■ What this task involves: Repeat every entry exactly as it appears.

───── Data section ─────

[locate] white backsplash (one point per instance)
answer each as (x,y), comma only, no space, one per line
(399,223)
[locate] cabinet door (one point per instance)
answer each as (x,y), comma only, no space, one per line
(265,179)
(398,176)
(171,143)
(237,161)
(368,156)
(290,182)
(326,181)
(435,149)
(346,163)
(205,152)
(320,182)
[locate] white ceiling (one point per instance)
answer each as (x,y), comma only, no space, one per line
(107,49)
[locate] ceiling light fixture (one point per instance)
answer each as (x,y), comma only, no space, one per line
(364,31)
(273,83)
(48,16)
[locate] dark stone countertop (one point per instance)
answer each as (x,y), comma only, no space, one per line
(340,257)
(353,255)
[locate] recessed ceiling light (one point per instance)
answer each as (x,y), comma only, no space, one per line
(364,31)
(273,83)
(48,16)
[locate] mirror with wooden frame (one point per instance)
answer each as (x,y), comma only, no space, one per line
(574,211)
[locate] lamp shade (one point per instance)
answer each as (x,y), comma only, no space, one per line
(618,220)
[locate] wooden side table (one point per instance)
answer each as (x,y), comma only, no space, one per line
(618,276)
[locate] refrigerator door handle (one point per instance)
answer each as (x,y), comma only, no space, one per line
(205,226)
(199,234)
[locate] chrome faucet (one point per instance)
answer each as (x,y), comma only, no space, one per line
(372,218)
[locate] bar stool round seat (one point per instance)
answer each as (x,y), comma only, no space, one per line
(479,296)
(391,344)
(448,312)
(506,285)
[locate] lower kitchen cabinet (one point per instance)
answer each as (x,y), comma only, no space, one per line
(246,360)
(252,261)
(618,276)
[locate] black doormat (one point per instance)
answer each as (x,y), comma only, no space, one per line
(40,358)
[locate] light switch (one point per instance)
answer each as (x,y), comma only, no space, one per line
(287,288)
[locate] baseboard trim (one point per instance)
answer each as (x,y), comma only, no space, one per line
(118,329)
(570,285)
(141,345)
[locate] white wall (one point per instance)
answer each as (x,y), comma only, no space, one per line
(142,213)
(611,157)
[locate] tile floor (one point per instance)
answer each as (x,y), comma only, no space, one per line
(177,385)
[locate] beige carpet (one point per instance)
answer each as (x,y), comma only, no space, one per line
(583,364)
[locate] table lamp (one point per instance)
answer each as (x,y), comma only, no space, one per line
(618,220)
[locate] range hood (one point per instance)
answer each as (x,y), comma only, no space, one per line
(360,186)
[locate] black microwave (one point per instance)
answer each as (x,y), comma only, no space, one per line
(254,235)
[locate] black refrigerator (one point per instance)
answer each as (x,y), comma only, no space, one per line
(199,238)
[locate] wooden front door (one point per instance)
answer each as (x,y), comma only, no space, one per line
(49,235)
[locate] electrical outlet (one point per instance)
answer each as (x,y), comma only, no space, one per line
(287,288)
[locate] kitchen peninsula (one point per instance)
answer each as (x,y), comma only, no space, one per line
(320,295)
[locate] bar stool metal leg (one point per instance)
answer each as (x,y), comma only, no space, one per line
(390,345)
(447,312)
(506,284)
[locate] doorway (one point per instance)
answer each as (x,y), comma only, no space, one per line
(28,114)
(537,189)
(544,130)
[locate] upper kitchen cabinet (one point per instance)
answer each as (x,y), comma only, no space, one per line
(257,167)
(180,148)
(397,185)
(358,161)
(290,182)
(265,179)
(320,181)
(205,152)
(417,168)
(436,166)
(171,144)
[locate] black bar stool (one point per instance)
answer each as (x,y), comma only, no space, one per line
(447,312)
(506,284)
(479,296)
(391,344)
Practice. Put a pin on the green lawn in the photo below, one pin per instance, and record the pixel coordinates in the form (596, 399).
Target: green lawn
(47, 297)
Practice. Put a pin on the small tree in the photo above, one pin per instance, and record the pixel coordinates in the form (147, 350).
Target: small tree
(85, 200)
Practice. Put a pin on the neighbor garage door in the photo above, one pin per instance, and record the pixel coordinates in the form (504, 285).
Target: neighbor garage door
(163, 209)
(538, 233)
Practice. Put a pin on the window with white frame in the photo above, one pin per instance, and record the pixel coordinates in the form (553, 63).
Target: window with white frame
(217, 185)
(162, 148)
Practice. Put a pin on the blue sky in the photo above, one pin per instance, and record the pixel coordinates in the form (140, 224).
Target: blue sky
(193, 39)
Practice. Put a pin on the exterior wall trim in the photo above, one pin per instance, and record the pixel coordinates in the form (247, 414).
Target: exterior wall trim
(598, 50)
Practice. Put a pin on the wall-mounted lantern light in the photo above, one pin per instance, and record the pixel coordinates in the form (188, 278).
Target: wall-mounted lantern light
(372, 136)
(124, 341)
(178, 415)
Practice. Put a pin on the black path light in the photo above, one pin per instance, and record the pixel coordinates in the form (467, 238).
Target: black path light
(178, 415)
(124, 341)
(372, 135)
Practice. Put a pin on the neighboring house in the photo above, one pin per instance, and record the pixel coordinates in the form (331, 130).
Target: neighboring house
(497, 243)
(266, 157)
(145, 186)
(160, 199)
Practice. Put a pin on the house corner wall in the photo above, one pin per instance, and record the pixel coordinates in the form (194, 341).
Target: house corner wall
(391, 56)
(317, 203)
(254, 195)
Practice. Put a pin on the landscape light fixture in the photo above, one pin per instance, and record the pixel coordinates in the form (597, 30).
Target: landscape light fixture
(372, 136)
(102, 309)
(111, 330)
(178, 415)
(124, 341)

─────

■ Task answer:
[locate] white backsplash (one point per instance)
answer each as (x,y), comma only, no space, one per line
(399,223)
[locate] cabinet door (one point per instance)
answer each as (x,y), comma only, no space, one per line
(265,179)
(398,176)
(171,143)
(237,161)
(368,156)
(290,182)
(326,181)
(435,149)
(346,163)
(205,152)
(320,182)
[locate] white ceiling (one point per instance)
answer each as (x,y), comma only, no space, one per line
(107,49)
[locate] ceiling light fixture (one point per instance)
answer each as (x,y), comma only, no space, one per line
(364,31)
(273,83)
(48,16)
[locate] dark stone countertop (one point per instance)
answer each as (x,y), comma only, no space, one per line
(340,257)
(353,255)
[locate] recessed ceiling light (one point per instance)
answer each as (x,y), comma only, no space, one per line
(364,31)
(273,83)
(48,16)
[locate] mirror with wooden frame (one point per instance)
answer each as (x,y), comma only, no space, one per line
(574,211)
[locate] lamp shade (one point per instance)
answer each as (x,y), comma only, no space, one per line
(618,220)
[locate] wooden side table (one point per instance)
answer each as (x,y), comma only, no space, one per line
(618,276)
[locate] refrigerator door handle (one point per instance)
answer each as (x,y), comma only, no space, one per line
(205,226)
(199,234)
[locate] chrome faucet (one point per instance)
answer each as (x,y), comma only, no space, one per line
(372,218)
[locate] bar stool round seat (one point per instance)
answer each as (x,y), comma only, no space, one per line
(479,296)
(391,344)
(448,312)
(506,285)
[locate] lower kitchen cabinet (one point per instance)
answer each as (x,y), comma only, no space, one per line
(246,360)
(252,261)
(618,276)
[locate] black doormat (one point per instance)
answer each as (x,y), comma only, no space, one per line
(40,358)
[locate] light switch (one point per instance)
answer each as (x,y), comma only, no space, one per line
(287,288)
[locate] baseboard trim (one point per instance)
answer each as (x,y), comma only, no space, one per line
(118,329)
(570,285)
(141,345)
[locate] white wall (one point per instance)
answer each as (x,y), comma only, no space, one per line
(142,213)
(611,157)
[locate] tile floor (one point per instance)
answer each as (x,y), comma only, no space, one per line
(177,385)
[locate] beige carpet (one point per instance)
answer each as (x,y), comma only, no space, one per line
(583,364)
[locate] table lamp (one point per instance)
answer each as (x,y), comma only, no space, one per line
(618,220)
[locate] range hood (one point per instance)
answer each as (x,y), comma only, no space, one per line
(360,186)
[locate] black microwave (one point per instance)
answer each as (x,y), comma only, no space, one per line
(254,235)
[locate] black refrigerator (one point per instance)
answer each as (x,y), comma only, no space, one per line
(199,238)
[locate] wooden front door (one point per instance)
answer each as (x,y), comma only, no space, one per line
(49,235)
[locate] electrical outlet (one point per instance)
answer each as (x,y), comma only, no space, one per line
(287,288)
[locate] kitchen peninsula (one point per instance)
answer each as (x,y), comma only, no space, one per line
(320,295)
[locate] bar stool metal leg (one point per instance)
answer each as (x,y), comma only, no space, one per line
(390,345)
(447,312)
(506,284)
[locate] doorway (one point per instance)
answer each as (x,y), comma only, no space, one per line
(28,114)
(537,189)
(544,130)
[locate] upper kitchen cabinet (one point per instance)
answer each as (x,y), comma only, no space, one per line
(257,167)
(180,148)
(397,185)
(358,161)
(290,182)
(265,179)
(320,181)
(205,152)
(417,168)
(436,166)
(171,144)
[locate] black bar stool (one point per instance)
answer each as (x,y), comma only, no space, one per line
(447,312)
(506,284)
(479,296)
(391,344)
Practice. Put a pin on the green lawn in the photo below, one pin per instance, and record the pixel coordinates in the form (596, 399).
Target: green lawn
(47, 297)
Practice. Put a pin on the small tree in the photo above, one pin per instance, and record the pixel coordinates in the form (147, 350).
Target: small tree
(85, 200)
Practice. Put a pin on the neighbor garage door in the photo above, one pin per instance, and record the pixel coordinates in the form (504, 285).
Target: neighbor garage door
(163, 209)
(538, 233)
Practice. Put a pin on the window with white frame in the photo above, one pin per instance, and record the pixel coordinates in the form (553, 63).
Target: window with white frame
(217, 185)
(162, 148)
Practice. Put a pin on the blue sky in the photo above, one pin per instance, and record the pixel coordinates in the form (140, 224).
Target: blue sky
(193, 39)
Practice. Put a pin on the exterior wall trim in the photo above, one pin per instance, and record the pixel coordinates in the form (247, 414).
Target: exterior wall trim
(598, 50)
Practice. Put a pin on the wall-mounted lantern light in the photo above, one pin per instance, and record the pixel coordinates in the form (188, 278).
Target: wall-mounted lantern light
(372, 136)
(124, 341)
(178, 415)
Practice. Put a pin on the black path light in the photo above, one pin per instance, and record the pixel coordinates in the form (467, 238).
Target: black path light
(178, 415)
(124, 341)
(372, 135)
Practice. Put a pin on the neighboring house in the photo above, one pin per instance, and record the pixel coordinates in the form (331, 130).
Target: neighboring house
(497, 243)
(266, 157)
(145, 186)
(160, 199)
Practice. Put a pin on the house corner wall in the photo above, one pin per instance, and record the pixel coordinates in the form (194, 341).
Target: house corner wall
(391, 56)
(317, 203)
(254, 195)
Practice. Put a pin on the landscape light fixture in the photo above, one pin per instance, and record the pixel coordinates in the form (597, 30).
Target: landscape light fixture
(372, 136)
(102, 309)
(111, 330)
(178, 415)
(124, 341)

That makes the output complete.